● Passage shown:
Tuesday, 13 June 2017

HMS TERROR TO CROSS THE ATLANTIC ONCE AGAIN

My blog has been silent for nearly five months, but I have an excellent excuse.  Since December, I’ve been working night and day on HMS Terror. Why the rush?

This week, my model is carefully being packaged for transport to Greenwich. In one month, it will be displayed in a new exhibition on the Franklin tragedy at the National Maritime Museum.


Mini-Crozier stands at his taffrail. 

Created by the Canadian Museum of History, Parks Canada, and the National Maritime Museum, the exhibition will open in Greenwich on July 14th.  In January, the model will travel back across the Atlantic with the exhibition, where it will be displayed at Canada’s national museum beginning on March 1st, 2018.  


A view from the bow. 


Port side planking. It took nearly six months of work to double
(and in some cases tipple) plank this hull with scale timber. 


What does this mean for my project?

  1. First and foremost, it is a sincere honour to have been asked to display my model alongside iconic artifacts related to the Franklin Expedition. I jumped at the chance to loan it when it was presented to me, despite the short time frame involved.
  2. Due to time constraints, progress on my model has now far outpaced my blog. I’ll be playing catch up for the next several months; keep visiting to see all new historical research and build photos.

● What the task asks:
Translate this sentence from the HMS Terror blog post into French: "Created by the Canadian Museum of History, Parks Canada, and the National Maritime Museum, the exhibition will open in Greenwich on July 14th."

● Material:
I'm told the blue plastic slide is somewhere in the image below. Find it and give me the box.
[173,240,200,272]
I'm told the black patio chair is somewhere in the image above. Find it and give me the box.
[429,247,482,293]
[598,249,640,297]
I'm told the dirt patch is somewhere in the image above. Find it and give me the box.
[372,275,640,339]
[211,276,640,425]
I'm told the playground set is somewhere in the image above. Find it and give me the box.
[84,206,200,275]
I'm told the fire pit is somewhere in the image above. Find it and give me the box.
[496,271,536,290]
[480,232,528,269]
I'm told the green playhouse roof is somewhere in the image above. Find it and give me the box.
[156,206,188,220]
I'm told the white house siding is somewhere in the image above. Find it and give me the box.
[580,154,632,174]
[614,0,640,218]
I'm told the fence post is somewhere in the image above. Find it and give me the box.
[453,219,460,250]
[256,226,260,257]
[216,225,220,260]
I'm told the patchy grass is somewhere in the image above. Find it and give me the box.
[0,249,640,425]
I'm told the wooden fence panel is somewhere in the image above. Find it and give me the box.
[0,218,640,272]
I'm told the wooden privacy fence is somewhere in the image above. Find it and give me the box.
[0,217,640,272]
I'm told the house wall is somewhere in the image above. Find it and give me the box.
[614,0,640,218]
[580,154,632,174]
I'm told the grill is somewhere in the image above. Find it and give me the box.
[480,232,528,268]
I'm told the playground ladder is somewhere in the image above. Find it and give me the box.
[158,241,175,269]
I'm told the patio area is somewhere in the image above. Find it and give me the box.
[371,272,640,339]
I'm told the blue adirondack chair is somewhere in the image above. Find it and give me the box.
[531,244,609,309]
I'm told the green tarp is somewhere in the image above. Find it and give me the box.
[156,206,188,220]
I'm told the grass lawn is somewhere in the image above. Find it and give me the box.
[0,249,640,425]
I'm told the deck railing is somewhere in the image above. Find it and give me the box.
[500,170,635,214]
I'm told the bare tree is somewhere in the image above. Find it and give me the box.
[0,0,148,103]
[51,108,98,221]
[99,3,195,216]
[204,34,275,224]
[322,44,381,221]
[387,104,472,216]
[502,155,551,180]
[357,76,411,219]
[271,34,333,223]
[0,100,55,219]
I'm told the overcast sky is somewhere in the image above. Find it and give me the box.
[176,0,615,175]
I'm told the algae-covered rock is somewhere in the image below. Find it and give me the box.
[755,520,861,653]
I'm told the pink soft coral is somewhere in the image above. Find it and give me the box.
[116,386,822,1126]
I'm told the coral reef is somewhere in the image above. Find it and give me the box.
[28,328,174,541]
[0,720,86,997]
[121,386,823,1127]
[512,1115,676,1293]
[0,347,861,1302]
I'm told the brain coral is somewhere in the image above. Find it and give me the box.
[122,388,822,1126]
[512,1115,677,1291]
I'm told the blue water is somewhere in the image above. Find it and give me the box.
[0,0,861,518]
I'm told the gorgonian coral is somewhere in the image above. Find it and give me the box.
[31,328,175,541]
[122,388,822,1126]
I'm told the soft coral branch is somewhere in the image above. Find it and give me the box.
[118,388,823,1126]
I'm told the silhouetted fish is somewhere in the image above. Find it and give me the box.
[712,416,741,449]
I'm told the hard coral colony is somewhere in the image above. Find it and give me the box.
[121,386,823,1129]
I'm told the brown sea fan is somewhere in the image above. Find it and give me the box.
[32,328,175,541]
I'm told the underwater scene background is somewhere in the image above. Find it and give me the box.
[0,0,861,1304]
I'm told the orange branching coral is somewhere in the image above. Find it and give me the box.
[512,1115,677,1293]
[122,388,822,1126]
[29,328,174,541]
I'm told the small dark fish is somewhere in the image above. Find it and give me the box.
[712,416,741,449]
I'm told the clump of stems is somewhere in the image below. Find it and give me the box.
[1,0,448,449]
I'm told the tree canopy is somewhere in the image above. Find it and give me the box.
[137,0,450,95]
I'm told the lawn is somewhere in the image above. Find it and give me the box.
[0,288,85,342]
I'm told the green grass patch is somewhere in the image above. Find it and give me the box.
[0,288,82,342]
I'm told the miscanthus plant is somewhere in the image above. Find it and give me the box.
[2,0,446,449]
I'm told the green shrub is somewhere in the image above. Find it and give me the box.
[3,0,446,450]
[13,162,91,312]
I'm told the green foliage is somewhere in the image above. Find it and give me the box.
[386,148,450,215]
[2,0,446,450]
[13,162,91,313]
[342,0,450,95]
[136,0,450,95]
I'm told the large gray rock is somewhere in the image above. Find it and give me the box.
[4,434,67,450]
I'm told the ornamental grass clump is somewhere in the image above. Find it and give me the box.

● Solved problem:
Créée par le Musée canadien de l'histoire, Parcs Canada et le National Maritime Museum, l'exposition ouvrira à Greenwich le 14 juillet.